[Opening Data section]
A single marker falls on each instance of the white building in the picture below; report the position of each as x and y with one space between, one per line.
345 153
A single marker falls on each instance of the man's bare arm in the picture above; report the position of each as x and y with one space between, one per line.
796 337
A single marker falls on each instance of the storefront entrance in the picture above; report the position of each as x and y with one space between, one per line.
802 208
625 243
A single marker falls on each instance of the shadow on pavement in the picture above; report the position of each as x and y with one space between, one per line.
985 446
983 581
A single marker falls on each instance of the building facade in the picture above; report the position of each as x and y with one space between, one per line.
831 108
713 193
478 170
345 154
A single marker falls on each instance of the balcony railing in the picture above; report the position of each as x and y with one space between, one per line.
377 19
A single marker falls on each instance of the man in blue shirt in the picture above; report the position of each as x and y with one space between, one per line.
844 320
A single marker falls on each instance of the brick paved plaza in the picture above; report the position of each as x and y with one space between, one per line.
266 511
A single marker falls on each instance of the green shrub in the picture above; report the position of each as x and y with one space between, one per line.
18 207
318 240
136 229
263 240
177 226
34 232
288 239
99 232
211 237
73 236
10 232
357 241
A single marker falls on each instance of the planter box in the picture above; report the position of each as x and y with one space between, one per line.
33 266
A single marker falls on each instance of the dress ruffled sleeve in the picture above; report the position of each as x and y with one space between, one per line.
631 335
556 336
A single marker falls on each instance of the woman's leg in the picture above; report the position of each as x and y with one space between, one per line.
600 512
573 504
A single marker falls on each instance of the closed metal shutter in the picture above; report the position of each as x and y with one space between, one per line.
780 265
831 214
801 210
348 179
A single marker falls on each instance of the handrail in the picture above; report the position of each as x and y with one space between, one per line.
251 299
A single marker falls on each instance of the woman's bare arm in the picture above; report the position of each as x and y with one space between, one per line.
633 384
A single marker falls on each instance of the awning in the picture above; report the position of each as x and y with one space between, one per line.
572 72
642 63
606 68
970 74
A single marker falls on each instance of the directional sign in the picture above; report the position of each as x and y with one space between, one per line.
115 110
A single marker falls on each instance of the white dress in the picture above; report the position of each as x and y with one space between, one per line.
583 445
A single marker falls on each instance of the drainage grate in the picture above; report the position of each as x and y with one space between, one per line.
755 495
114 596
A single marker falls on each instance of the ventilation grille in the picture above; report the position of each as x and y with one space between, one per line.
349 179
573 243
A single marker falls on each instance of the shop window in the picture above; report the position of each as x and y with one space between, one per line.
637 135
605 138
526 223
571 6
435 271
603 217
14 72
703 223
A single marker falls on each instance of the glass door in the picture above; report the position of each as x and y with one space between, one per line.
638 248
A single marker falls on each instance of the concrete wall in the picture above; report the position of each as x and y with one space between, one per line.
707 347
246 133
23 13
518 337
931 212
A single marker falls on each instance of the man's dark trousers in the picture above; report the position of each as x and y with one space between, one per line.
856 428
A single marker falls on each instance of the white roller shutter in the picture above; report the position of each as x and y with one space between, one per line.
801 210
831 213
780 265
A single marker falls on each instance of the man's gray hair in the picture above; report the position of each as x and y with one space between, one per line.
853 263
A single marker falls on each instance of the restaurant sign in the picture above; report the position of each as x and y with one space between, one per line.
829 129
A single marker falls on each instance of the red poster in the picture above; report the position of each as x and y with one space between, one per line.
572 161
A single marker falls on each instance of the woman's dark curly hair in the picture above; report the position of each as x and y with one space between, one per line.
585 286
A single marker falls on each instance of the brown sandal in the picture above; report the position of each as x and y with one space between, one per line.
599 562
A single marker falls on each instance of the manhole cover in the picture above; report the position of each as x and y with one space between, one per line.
[Closing Data section]
> _What the task asks_: Using the records above, copy exactly the lines from the one containing "A single marker falls on each instance of the woman's dark" through the last, inclusive, and nothing else.

> _Answer_:
A single marker falls on each instance of the woman's dark curly hair in the picture above; report the position of each as x and y with one space between, one per line.
585 286
A single marker falls on each instance of the brown sandal in the picture above; report the position of each as x and y with one space between, one per line.
599 562
A single marker falls on each instance of the manhole cover in the picture above; report the position of each as x and y with one space between, one per line.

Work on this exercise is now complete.